Work instruction>
Print the lines in the listing below that fall between the line with "Target: dirt ground" and the line with "Target: gravel ground", those two lines included, exactly as they stand and with nothing else.

..........

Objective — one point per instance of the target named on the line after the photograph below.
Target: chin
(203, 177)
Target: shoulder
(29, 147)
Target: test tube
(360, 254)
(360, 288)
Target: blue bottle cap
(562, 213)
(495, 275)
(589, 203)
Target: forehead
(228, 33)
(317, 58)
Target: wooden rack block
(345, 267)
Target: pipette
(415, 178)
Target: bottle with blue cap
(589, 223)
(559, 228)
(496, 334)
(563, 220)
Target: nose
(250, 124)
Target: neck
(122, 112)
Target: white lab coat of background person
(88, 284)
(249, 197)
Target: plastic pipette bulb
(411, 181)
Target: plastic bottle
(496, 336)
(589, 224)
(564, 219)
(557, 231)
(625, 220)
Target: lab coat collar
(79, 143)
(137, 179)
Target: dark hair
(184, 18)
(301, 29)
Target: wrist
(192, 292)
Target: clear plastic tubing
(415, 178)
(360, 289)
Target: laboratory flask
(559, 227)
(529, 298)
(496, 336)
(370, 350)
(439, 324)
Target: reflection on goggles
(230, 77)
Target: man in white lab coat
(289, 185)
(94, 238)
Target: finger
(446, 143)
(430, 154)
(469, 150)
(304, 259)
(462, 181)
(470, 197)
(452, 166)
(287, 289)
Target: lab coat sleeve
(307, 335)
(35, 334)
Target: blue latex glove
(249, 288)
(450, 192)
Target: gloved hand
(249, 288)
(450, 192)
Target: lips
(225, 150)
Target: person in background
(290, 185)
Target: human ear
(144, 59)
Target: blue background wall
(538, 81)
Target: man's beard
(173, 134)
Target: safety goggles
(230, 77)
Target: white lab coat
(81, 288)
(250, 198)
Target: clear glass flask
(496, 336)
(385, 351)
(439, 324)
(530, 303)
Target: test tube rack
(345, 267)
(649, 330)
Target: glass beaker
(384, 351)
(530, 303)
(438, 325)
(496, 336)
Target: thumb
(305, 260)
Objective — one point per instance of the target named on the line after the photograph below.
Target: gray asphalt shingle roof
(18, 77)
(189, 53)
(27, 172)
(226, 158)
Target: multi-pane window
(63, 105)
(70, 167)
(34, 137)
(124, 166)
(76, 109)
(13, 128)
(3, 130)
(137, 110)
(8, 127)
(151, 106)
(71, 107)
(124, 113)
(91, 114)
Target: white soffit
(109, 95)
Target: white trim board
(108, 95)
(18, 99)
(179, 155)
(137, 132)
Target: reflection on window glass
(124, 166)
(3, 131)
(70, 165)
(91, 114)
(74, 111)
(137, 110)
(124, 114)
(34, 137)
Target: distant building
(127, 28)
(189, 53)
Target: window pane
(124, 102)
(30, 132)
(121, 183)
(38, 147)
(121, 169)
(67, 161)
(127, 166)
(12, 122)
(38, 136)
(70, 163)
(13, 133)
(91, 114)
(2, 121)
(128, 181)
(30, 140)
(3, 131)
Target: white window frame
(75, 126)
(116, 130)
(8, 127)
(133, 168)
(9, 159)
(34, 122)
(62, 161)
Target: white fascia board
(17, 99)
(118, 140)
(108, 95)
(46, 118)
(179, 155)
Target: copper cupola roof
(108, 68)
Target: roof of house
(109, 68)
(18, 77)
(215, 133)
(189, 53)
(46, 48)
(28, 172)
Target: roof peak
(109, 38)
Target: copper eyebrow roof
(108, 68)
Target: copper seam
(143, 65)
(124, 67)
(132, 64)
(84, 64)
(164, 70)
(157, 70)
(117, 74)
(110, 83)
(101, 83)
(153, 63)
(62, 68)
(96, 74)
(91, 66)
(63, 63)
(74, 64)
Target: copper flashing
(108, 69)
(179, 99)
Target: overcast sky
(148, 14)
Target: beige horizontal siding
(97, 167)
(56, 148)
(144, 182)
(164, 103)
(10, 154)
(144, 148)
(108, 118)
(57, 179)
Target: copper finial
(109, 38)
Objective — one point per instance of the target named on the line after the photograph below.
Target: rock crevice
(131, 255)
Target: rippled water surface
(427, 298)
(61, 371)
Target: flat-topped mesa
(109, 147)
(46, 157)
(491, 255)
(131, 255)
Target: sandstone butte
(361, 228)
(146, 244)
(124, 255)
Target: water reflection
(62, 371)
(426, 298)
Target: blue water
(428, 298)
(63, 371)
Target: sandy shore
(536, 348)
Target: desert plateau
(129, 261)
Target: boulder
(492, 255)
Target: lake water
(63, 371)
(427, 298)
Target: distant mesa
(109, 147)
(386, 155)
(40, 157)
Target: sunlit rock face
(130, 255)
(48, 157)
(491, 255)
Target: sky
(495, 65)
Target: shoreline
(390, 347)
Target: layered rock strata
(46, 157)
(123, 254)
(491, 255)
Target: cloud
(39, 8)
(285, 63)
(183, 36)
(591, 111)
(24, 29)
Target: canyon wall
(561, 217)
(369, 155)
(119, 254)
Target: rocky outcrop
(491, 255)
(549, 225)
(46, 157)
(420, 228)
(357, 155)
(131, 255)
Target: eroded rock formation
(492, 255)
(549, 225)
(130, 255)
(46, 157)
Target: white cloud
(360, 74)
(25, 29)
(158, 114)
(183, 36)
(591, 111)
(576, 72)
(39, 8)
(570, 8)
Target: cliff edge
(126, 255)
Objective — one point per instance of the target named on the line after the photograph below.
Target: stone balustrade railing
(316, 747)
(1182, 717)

..........

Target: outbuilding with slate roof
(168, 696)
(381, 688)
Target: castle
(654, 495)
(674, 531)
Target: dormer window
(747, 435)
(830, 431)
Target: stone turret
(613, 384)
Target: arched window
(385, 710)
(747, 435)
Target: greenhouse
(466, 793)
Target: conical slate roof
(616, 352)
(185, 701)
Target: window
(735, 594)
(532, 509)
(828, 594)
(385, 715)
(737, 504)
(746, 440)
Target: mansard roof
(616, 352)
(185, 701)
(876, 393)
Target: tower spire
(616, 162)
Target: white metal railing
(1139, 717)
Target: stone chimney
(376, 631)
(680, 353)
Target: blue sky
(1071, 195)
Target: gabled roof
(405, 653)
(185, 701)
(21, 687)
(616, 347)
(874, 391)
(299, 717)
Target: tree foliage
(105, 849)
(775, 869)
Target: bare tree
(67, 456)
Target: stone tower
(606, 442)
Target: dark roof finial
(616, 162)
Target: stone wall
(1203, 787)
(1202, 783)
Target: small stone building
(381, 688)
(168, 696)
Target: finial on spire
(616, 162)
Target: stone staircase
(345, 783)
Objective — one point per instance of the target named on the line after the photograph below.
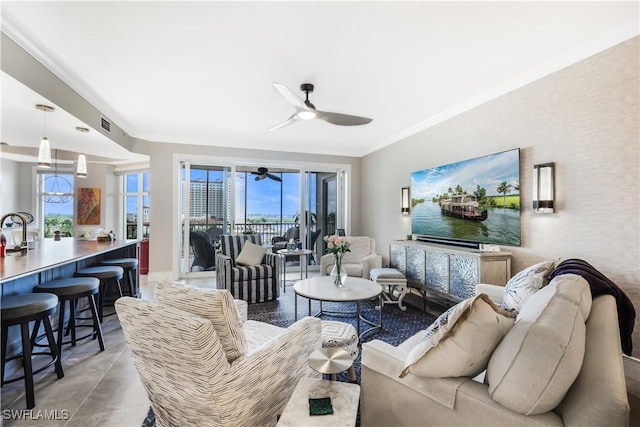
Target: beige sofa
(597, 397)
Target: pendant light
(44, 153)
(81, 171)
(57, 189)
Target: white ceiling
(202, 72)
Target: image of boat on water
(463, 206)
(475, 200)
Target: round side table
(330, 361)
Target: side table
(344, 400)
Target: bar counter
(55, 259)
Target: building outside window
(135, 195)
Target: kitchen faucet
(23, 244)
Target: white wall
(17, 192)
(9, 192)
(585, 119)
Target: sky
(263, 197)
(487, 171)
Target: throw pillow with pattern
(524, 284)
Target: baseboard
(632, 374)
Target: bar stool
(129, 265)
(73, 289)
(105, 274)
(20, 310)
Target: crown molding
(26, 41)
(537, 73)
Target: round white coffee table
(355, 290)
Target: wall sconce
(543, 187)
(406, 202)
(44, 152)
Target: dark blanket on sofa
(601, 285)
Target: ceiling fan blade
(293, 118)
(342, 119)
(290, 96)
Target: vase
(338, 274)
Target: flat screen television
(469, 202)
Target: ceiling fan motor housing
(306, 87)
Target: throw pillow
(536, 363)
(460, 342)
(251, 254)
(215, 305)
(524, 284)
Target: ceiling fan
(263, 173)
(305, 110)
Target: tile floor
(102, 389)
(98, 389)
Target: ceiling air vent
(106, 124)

..........

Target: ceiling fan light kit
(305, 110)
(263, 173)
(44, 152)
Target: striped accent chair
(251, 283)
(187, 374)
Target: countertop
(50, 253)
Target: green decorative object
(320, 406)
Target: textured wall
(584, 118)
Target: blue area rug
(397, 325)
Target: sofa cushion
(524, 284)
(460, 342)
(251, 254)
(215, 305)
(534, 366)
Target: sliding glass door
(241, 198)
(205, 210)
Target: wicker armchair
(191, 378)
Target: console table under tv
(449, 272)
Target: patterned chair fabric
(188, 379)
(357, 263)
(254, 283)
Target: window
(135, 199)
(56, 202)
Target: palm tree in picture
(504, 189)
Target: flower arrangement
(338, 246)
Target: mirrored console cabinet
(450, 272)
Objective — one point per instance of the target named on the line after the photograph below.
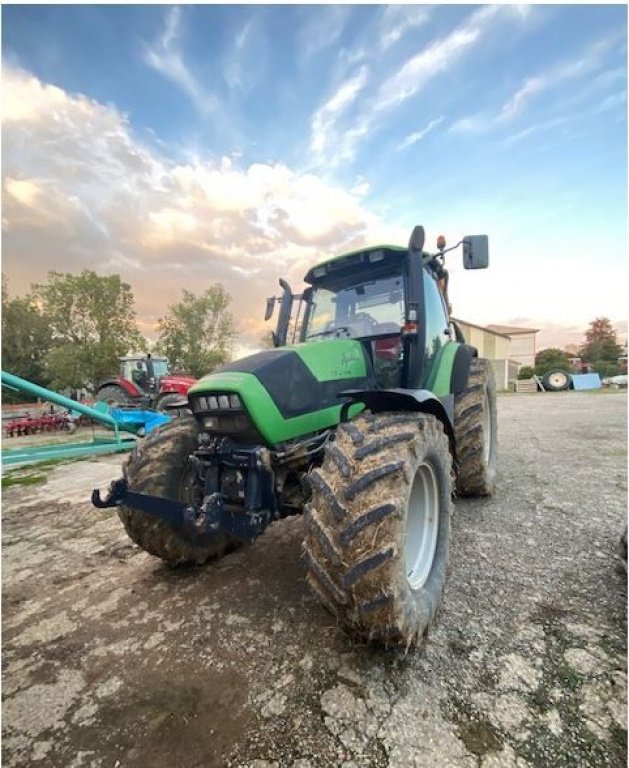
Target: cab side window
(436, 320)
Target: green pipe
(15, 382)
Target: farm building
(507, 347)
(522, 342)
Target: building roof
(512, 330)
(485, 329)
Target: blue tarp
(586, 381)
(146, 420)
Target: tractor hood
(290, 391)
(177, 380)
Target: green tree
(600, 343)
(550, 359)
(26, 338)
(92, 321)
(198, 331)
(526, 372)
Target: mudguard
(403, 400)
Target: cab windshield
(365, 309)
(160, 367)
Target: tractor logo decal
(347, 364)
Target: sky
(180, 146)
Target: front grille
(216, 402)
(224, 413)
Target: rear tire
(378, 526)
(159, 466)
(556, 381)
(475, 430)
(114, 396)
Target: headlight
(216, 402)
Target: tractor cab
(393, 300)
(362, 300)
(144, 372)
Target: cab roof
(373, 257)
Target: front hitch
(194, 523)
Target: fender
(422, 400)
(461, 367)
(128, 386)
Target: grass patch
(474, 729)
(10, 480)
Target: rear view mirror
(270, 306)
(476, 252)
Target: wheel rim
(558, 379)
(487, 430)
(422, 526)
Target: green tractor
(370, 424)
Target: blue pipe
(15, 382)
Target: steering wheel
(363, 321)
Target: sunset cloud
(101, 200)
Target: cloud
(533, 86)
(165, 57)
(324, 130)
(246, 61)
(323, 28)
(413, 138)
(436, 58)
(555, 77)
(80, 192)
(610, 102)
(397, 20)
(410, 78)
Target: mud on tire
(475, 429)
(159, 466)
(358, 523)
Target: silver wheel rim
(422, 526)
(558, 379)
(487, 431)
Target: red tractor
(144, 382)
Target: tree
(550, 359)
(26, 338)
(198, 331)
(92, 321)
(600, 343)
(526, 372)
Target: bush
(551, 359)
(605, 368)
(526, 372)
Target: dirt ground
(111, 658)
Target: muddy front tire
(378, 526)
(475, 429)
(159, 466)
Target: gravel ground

..........

Written reply>
Target: dirt ground
(111, 658)
Target: muddy front tire
(378, 526)
(475, 429)
(159, 466)
Target: gravel ground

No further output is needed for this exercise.